---------- Data provided ----------

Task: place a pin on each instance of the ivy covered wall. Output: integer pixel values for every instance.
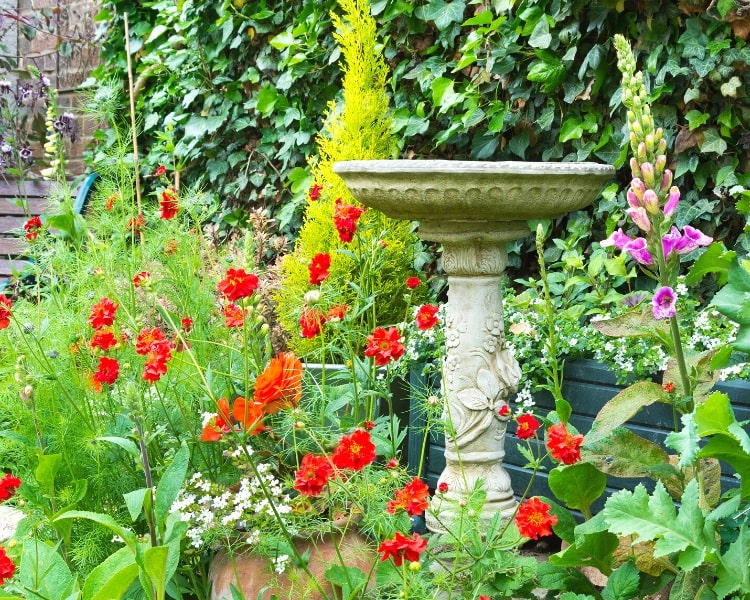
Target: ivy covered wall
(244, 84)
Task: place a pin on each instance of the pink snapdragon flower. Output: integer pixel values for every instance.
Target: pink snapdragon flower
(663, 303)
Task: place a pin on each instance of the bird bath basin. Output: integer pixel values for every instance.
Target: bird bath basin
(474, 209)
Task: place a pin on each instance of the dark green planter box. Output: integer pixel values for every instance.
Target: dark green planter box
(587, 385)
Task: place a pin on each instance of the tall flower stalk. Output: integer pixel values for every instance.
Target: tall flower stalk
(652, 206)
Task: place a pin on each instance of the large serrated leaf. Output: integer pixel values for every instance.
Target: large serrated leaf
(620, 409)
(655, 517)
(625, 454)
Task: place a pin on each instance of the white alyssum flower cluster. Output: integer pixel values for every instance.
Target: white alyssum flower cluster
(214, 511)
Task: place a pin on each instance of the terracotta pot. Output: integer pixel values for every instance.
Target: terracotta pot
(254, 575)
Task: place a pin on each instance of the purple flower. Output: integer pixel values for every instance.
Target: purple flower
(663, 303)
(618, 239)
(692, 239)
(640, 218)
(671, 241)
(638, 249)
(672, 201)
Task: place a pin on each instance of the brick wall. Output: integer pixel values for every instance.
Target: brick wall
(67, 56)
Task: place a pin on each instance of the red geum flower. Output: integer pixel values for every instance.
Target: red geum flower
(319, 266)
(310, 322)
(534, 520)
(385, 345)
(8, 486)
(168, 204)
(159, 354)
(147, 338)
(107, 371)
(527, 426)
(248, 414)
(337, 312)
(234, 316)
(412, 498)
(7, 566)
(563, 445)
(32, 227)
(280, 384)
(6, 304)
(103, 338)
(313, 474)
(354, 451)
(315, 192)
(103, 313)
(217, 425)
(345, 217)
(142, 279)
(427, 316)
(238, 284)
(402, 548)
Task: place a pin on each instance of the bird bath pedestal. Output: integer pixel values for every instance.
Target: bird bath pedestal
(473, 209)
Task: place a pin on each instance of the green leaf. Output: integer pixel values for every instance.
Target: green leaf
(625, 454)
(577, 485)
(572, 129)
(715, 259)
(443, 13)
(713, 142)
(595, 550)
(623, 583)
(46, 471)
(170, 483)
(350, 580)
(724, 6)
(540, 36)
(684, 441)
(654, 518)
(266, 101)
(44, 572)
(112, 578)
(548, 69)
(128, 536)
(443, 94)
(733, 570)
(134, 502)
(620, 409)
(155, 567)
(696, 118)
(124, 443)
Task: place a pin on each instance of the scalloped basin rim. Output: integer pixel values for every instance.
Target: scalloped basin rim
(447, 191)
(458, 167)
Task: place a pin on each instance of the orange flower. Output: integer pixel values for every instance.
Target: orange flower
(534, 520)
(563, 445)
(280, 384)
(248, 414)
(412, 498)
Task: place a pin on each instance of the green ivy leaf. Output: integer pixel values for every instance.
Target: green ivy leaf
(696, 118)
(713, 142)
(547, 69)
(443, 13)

----------

Task description » Repeat the records above exactly, leaving out the pictures.

Exercise solution »
Task: place a pin on each instance of the ivy covered wall. Output: integer pixel values for every instance.
Target: ivy covered wall
(244, 84)
Task: place a pin on each instance of the pink snapdragon flower. Output: integer pixel values for every instance.
Target: pink snapdragon flower
(663, 303)
Task: place a pin on each instance of the bird bath basin. Output: integer pixel values for every instance.
Target: bird bath basin
(474, 209)
Task: place a pin on each instance of the dark green planter box. Output: integer pixel values for every instance.
Target: dark green planter box
(587, 385)
Task: place a pin on each instance of the tall flower stalk. Output: integer pixel values for every instance.
Target: tall flower stalk
(652, 206)
Task: place a pin on each instance of the large serrated leaf. Output: integer pixel values for every instance.
Target: large serrated leaf
(620, 409)
(655, 517)
(625, 454)
Task: place a pin on each instance of the white alyssum flower cluster. Output: integer pixel values for every instance.
Target: white alyssum flower cluster
(214, 511)
Task: place a pin on each instance of the terracotta pot. Output: integer pixel values for every instance.
Target: terracotta pot
(254, 575)
Task: place a pin on each instance of the purple flower. Output: integer pixel values for every instance.
Target: purple flower
(663, 303)
(618, 239)
(692, 239)
(640, 218)
(671, 241)
(638, 249)
(672, 201)
Task: place a pin on each instance of the brick wall. Output: integer pixel values for every instance.
Target: brick wall
(67, 56)
Task: place a pin on each instance of the red geum flower. Output: integer pixel values for every instance.
Target: red geum flower
(319, 266)
(310, 322)
(534, 520)
(385, 345)
(8, 486)
(168, 204)
(159, 354)
(147, 338)
(107, 371)
(527, 426)
(248, 414)
(337, 312)
(234, 316)
(412, 498)
(7, 566)
(563, 445)
(32, 227)
(280, 384)
(6, 304)
(103, 338)
(313, 474)
(354, 451)
(315, 192)
(103, 313)
(217, 425)
(345, 217)
(142, 279)
(427, 316)
(238, 284)
(402, 548)
Task: place a pin on each instance of the bird bath pedestal. Output: integer pixel values for every instance.
Target: bird bath pedestal
(473, 209)
Task: place a pin on each instance of the green leaf. Output: integer pixel values for every instance.
Target: green leaf
(625, 454)
(577, 485)
(572, 129)
(715, 259)
(443, 13)
(713, 142)
(595, 550)
(623, 583)
(46, 471)
(170, 483)
(350, 580)
(724, 6)
(540, 36)
(684, 441)
(654, 518)
(266, 101)
(44, 572)
(112, 578)
(548, 69)
(128, 536)
(443, 94)
(733, 570)
(134, 502)
(620, 409)
(155, 567)
(696, 118)
(124, 443)
Task: place a pin on each instance of the scalloped basin rim. Output: integer pixel values for every instance.
Target: scalloped basin rim
(447, 191)
(458, 167)
Task: place a pin on each instance of the orange flower. Output: integer pixel values for every instance.
Target: orange flower
(534, 520)
(563, 445)
(280, 384)
(248, 414)
(412, 498)
Task: place a pin on each instance of the green ivy leaf. Output: integer pixel values for every instance.
Target: green ivy leaf
(696, 118)
(713, 142)
(547, 69)
(443, 13)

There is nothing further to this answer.